╭─ Excerpted data

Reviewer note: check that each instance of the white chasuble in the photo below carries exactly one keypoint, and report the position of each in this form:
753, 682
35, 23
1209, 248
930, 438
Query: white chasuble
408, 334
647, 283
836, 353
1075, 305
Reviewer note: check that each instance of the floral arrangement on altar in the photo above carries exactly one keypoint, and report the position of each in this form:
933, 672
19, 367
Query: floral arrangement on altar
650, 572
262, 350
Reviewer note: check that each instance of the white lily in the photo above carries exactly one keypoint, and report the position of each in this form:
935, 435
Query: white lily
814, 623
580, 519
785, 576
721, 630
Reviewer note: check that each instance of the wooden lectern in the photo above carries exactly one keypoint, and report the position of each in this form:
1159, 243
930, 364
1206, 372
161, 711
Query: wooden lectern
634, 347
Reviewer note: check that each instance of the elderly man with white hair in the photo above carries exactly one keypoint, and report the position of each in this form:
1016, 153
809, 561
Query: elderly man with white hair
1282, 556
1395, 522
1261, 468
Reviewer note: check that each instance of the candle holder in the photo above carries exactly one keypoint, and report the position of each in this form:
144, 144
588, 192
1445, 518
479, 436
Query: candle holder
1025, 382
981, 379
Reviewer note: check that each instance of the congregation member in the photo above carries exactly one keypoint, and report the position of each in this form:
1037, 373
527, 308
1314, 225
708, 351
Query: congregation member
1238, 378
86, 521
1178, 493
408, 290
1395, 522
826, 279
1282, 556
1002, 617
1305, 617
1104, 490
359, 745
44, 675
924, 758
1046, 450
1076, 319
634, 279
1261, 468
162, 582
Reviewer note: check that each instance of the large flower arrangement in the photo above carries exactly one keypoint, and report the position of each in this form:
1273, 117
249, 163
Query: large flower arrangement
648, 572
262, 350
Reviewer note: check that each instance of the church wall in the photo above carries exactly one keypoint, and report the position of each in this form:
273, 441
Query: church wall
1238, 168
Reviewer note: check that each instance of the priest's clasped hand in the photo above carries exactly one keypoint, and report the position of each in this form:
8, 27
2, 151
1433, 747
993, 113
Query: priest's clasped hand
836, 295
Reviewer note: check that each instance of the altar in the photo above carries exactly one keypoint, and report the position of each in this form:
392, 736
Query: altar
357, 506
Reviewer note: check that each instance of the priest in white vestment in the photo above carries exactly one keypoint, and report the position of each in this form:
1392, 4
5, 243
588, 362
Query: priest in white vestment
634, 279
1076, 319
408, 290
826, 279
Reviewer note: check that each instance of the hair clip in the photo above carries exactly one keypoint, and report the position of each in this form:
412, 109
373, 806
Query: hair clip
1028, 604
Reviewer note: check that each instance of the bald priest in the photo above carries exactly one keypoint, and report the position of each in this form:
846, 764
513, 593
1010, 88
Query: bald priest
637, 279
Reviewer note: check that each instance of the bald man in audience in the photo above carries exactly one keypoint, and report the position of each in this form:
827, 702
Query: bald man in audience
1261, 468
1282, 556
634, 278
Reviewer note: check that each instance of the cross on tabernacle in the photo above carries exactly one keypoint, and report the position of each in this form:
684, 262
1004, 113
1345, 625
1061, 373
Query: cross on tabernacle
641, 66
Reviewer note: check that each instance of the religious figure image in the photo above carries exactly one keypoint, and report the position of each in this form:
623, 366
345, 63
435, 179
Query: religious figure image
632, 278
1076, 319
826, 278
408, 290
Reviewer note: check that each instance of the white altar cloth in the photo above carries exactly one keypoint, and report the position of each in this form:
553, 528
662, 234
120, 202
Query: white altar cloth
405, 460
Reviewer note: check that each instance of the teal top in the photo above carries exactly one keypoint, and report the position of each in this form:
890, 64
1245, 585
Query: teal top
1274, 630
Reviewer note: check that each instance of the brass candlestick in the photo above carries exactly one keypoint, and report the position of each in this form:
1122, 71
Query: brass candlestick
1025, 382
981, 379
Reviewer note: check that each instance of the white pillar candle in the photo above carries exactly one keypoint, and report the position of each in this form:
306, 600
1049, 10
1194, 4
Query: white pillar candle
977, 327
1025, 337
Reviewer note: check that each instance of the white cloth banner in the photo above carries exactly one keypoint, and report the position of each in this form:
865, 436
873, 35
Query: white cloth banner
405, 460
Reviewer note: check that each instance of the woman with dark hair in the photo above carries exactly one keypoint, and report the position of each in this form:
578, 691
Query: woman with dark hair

╰─

## Set exercise:
Starting at the line that contains "Reviewer note: check that each instance of the teal", retype each line through the end of the listing above and nothing else.

## Full solution:
Reviewer note: check that each instance of the teal top in the photo above carries exactly one keypoint, and report the position of each in this form:
890, 64
1245, 585
Query: teal top
1274, 630
Reviewer note: check that each instance of the brass candlestick in the photo above carries exactly one keypoint, and report the position of each in this form:
1122, 71
Query: brass candlestick
1025, 382
981, 379
Reviewer note: check that each instance of the white pillar candle in the photo above carries exactly one keypoint, and report the position of each in this form:
306, 600
1049, 10
1194, 4
Query: white pillar candle
977, 327
1025, 337
Reviewer note: check that each instance of the white cloth banner in the photo above carries exactly one keypoint, and report the position of each in this form:
865, 436
873, 35
Query: white cloth banner
405, 460
Reviewer note: check that each instance of the woman with dark hair in the photo above carries exactly one keypoint, and report the position of each in this form:
578, 691
Query: woman with dark hair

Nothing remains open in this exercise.